• [ОТРЫВОК ИЗ ИСТОЧНИКА]:
%%

Любопытно, что согласно самойловским «Поденным записям», делавшимся непосредственно и посмертно опубликованным, во время своего визита Глазков сообщает, что видел «могилу генерала May». А в другом варианте воспоминаний – «художника Доу». Реакция Ландау всякий раз передана одинаково, а что касается дурашливости «Г. Г.», то отчего бы ее и не поварьировать?…
Игра, игра, впрочем не единожды обрывавшаяся горьким осознанием:
Я сам себе корежу жизнь,
Валяя дурака.
От моря лжи до поля ржи
Дорога далека.
Вся жизнь моя – такое что? В какой тупик зашла?
Она не то, не то, не то,
Чем быть должна.
Здесь сама нескладная инверсия превращает дежурный вопрос: «что такое?» в вопль: «…что?» За что?
Хотя… Всякое творчество, тем паче странная приверженность к рифмам (о чем, как известно, Толстой говаривал не шутя: это, мол, все равно что идти за сохою и пританцовывать), разве не игра, разнообразящая будни?
Так. И – не совсем так. Может быть, и совсем не так.
Владимир Корнилов догадался сопоставить два стихотворения, посвященных картине «Боярыня Морозова». «Какой сумасшедший Суриков мой последний напишет путь?» – спросит Ахматова, конечно отождествив себя с непреклонной никонианкой. А Глазков увидит своего двойника в юроде. И скажет, обращаясь к любимой женщине:
Милая, хорошая, не надо!
Для чего нужны такие крайности?
Я юродивый Поэтограда,
Я заплачу для оригинальности.
Самоуничижение? Вот уж нет!
За то, что Глазков
Ни на что не годен,
Кроме стихов, –
Ему надо дать орден.
При том, что сама идея – государственная награда за бесполезность для государства – с точки зрения этого самого государства есть верх сумасшествия. Но сам «ордено- просец» как раз на том и настаивает:
Поэзия! Сильные руки хромого!
Я вечный твой раб – сумасшедший Глазков.
Дело, однако, тонкое.
…У Константина Николаевича Батюшкова есть стихотворение «Памятник», написанное в годы, когда он был безнадежно безумен (сумасшедший в самом буквальном, не метафорическом смысле), и представляющее собою «бессвязный набор слов». Во всяком случае, так считает дотошный и тонкий исследователь его творчества – в то время как это травестирование державинской оды (чем, к слову, отчасти является и «Памятник» Пушкина) – стихи замечательные!

%%

• [НАБОР ЗАДАНИЙ]:
1. Ответьте коротко на вопросы по отрывку о Глазкове:
(a) Какой картине посвящены два стихотворения, которые сопоставил Владимир Корнилов?
(b) С чем, по словам Толстого, можно сравнить приверженность к рифмам?
(c) Как, по мнению исследователя творчества Батюшкова, выглядит его стихотворение «Памятник»?
2. Продублируйте без изменений кусок отрывка о Глазкове. Он начинается со слов, где есть «Здесь сама нескладная», и заканчивается словами «игра, разнообразящая будни?».

• [ФРАГМЕНТ МАТЕРИАЛА]:
%%

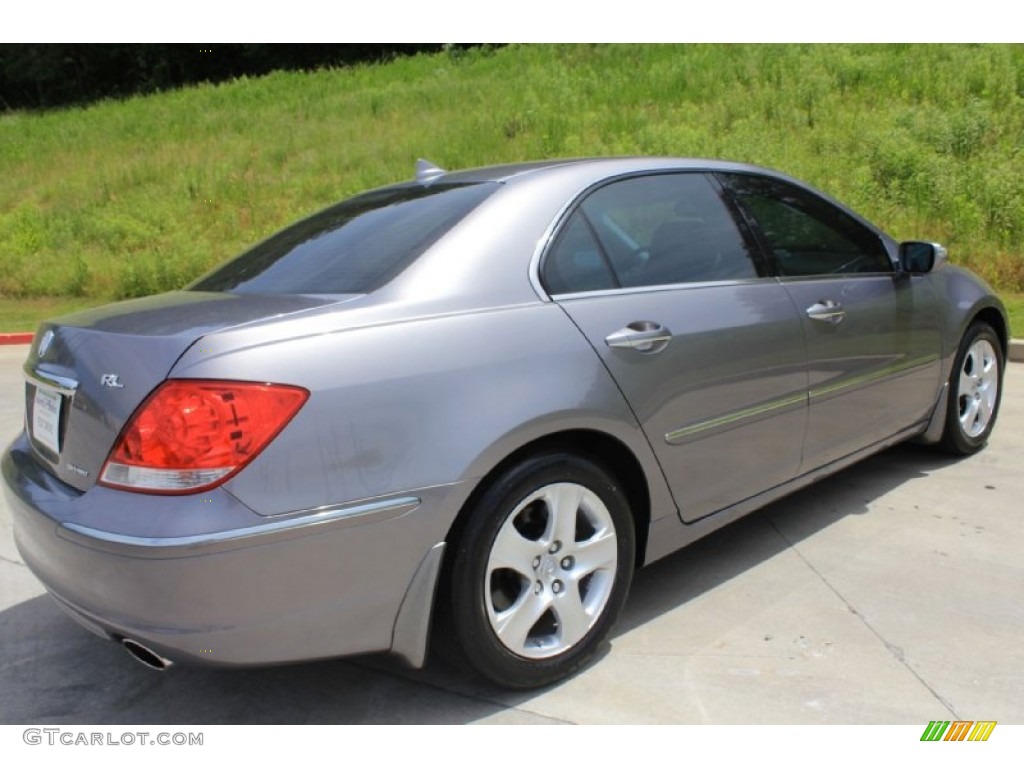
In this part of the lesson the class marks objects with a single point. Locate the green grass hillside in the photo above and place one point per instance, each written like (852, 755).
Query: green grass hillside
(127, 198)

%%

• [ОТВЕТЫ ПО ЗАДАНИЯМ]:
1.
(a) Картине «Боярыня Морозова».
(b) С тем, чтобы идти за сохою и пританцовывать.
(c) Как «бессвязный набор слов».

2.
Здесь сама нескладная инверсия превращает дежурный вопрос: «что такое?» в вопль: «…что?» За что?
Хотя… Всякое творчество, тем паче странная приверженность к рифмам (о чем, как известно, Толстой говаривал не шутя: это, мол, все равно что идти за сохою и пританцовывать), разве не игра, разнообразящая будни?